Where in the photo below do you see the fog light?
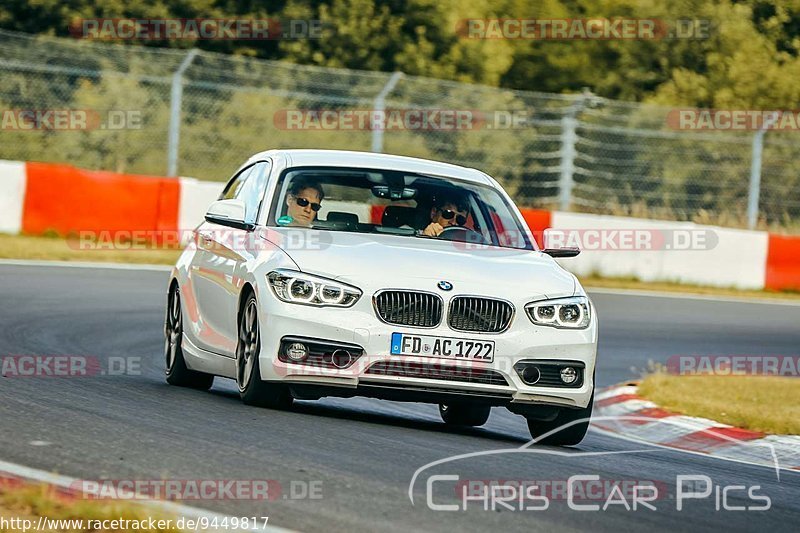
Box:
[561,366,578,385]
[286,342,308,362]
[520,365,542,385]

========

→ **Requirement**: Rewrite every one of the rows above, swapping "fog light" for "fog lamp" and changing nothing else. Omit the pictures.

→ **Solution for this task**:
Where in the photo below do you see the fog lamp?
Box:
[561,366,578,385]
[286,342,308,362]
[520,365,542,385]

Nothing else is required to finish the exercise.